§ **What the exercise asks**:
Show every line in the records below that contains the word "black", copying each line in full.

***** Record excerpts

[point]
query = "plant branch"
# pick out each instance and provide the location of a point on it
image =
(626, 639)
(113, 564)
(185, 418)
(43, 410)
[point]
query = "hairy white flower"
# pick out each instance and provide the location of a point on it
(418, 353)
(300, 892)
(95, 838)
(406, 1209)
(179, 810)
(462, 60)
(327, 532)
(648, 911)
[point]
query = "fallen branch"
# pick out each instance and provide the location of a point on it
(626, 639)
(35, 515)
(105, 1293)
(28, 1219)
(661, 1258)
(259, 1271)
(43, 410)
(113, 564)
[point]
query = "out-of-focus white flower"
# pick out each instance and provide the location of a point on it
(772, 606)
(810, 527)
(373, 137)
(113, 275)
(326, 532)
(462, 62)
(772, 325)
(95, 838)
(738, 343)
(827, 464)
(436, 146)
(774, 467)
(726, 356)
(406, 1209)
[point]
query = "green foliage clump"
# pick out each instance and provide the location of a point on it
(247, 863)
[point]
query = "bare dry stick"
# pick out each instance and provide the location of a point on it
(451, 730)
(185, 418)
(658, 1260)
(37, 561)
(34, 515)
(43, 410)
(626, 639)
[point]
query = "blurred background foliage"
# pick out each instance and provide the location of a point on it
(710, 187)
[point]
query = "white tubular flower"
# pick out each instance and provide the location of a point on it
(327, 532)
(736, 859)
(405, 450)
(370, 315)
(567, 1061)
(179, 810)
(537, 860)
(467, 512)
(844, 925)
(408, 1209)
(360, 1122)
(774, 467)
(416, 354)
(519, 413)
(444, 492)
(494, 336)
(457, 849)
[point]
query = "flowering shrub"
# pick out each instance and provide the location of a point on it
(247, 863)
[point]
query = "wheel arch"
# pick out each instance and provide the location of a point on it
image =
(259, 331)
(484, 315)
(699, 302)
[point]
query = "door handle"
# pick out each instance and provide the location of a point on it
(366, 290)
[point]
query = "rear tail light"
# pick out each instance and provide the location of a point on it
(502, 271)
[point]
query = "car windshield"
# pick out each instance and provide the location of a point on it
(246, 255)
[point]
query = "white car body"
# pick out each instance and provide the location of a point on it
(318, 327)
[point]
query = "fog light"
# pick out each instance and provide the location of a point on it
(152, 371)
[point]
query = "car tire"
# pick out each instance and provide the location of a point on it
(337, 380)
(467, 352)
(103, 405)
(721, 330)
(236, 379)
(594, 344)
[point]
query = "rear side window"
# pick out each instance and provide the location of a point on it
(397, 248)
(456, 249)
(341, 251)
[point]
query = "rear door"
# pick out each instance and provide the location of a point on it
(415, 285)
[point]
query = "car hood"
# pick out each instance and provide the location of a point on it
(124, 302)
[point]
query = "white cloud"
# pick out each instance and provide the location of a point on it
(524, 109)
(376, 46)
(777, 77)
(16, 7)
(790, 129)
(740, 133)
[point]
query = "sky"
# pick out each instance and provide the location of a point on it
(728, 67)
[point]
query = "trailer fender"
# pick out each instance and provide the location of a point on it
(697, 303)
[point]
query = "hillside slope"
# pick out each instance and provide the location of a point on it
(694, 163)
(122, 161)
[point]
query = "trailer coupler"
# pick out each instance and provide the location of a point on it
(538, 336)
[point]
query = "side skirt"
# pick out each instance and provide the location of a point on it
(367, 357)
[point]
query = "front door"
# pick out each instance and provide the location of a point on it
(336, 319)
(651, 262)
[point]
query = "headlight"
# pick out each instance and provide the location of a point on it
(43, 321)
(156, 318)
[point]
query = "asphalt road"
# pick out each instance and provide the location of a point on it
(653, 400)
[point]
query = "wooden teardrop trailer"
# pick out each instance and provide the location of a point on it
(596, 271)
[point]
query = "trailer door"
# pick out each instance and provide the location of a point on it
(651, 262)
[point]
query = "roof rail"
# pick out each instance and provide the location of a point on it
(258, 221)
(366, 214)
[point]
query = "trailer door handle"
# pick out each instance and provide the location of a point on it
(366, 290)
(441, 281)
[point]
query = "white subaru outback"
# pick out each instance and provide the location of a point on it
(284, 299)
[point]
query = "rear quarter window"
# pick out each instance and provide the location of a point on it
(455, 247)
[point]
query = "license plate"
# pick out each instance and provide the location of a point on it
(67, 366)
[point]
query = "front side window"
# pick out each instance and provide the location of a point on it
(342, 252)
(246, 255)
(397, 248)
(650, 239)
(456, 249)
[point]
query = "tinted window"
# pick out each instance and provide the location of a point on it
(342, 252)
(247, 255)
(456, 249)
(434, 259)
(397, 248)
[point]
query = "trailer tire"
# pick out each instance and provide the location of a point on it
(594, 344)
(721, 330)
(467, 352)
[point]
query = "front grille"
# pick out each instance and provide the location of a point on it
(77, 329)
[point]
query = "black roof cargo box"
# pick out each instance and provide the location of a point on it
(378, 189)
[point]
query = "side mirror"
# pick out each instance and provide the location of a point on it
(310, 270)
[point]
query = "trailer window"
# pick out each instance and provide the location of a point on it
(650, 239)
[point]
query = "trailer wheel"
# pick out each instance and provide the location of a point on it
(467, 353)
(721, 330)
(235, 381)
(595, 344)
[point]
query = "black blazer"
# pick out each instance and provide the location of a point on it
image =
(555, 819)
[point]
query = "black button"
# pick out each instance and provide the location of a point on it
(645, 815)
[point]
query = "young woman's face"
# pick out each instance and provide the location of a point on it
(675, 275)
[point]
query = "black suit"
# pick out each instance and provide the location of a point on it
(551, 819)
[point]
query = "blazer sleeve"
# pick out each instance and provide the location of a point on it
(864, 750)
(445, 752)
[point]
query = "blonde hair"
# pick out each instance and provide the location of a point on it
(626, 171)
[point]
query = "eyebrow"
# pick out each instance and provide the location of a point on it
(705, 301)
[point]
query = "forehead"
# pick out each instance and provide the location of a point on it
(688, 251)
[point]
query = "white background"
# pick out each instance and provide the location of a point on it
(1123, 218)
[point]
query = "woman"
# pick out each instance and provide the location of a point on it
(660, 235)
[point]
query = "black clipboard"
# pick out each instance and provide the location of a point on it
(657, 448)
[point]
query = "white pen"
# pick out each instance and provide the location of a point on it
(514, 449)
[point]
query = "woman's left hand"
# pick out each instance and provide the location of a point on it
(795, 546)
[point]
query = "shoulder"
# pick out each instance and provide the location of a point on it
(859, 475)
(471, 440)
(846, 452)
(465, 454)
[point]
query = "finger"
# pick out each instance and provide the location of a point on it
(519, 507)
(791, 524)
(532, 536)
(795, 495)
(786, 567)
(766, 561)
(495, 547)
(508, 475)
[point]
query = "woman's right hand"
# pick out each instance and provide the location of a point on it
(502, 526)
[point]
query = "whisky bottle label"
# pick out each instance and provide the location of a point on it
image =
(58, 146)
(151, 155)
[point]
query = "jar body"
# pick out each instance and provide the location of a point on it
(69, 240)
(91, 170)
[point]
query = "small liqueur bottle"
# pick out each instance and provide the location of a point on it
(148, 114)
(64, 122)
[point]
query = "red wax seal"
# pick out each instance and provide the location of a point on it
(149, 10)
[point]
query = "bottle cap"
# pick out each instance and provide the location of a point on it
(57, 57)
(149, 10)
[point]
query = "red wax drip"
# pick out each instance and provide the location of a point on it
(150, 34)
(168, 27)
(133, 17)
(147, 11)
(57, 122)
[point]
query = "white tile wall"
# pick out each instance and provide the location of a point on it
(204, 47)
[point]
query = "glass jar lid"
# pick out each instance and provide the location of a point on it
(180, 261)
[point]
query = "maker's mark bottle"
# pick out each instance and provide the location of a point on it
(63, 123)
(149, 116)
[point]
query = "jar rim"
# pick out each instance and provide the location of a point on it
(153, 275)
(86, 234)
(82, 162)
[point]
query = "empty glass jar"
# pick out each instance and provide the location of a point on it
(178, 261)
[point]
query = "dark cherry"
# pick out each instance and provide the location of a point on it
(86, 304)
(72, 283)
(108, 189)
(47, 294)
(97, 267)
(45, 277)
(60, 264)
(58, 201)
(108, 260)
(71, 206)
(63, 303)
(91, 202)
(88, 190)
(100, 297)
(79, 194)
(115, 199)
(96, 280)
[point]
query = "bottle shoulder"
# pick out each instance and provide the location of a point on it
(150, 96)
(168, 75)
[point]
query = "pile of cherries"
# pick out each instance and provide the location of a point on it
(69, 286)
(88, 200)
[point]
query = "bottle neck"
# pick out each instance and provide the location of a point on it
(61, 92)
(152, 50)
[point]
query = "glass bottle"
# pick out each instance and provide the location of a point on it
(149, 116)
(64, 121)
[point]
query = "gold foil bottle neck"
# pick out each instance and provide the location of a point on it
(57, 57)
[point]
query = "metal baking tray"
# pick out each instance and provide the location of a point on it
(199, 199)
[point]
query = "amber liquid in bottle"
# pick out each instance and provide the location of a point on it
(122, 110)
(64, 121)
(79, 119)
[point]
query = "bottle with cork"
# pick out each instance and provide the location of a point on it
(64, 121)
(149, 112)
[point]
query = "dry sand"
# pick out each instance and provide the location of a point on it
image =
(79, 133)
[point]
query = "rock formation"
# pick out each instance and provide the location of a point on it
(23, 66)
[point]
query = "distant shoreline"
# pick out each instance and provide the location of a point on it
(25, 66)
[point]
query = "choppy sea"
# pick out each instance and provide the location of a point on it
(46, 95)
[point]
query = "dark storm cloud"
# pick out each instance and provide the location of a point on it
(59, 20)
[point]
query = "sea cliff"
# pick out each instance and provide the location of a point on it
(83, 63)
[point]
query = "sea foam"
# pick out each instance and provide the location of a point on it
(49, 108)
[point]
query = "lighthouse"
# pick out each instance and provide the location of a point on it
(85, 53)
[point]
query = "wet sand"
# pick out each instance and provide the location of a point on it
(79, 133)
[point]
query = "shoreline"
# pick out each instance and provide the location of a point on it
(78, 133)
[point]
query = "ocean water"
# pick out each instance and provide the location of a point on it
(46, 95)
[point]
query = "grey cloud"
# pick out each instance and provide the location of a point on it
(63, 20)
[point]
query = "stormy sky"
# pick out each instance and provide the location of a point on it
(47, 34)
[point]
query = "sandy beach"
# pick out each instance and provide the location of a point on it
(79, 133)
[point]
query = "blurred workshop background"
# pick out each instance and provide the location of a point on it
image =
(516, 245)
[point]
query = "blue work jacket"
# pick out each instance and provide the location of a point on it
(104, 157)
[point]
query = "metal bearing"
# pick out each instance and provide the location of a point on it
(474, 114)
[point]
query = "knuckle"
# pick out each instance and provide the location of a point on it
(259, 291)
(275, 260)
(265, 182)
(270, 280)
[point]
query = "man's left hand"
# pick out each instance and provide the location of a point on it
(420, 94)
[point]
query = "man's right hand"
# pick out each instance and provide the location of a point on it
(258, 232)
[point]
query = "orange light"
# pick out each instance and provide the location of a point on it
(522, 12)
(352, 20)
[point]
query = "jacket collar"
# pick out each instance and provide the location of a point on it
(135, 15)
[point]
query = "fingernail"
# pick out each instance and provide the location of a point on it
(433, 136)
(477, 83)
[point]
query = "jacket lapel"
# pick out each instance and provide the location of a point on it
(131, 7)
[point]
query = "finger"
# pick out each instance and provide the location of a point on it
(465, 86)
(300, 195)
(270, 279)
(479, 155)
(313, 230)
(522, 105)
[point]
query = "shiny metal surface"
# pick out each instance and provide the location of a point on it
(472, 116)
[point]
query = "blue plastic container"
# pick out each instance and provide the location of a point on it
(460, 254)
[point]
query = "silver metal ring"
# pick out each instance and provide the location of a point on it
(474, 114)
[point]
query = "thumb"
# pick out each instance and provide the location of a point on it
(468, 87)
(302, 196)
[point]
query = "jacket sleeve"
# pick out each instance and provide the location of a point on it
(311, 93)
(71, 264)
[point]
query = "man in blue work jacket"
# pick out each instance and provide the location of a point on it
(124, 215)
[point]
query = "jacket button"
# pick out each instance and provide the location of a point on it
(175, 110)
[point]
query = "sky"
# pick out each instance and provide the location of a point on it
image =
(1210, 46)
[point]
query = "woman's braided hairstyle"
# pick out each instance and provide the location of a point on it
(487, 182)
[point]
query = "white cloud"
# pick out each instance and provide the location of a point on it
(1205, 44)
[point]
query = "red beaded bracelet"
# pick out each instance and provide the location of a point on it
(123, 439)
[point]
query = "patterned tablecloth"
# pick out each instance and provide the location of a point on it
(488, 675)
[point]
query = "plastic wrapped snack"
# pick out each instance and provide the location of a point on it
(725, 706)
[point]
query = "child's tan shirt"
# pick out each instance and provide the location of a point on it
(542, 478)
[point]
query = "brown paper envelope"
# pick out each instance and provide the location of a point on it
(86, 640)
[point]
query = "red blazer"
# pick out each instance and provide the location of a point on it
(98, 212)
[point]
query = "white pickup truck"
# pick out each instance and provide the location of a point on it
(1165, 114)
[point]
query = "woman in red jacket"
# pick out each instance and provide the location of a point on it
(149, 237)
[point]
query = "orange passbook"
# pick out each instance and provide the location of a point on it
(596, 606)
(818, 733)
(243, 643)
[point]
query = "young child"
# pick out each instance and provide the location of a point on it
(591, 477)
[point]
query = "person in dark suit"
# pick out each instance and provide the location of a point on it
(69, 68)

**********

§ **Exercise solution**:
query = "black roof cargo box"
query = "black blazer"
query = "black button"
query = "black suit"
query = "black clipboard"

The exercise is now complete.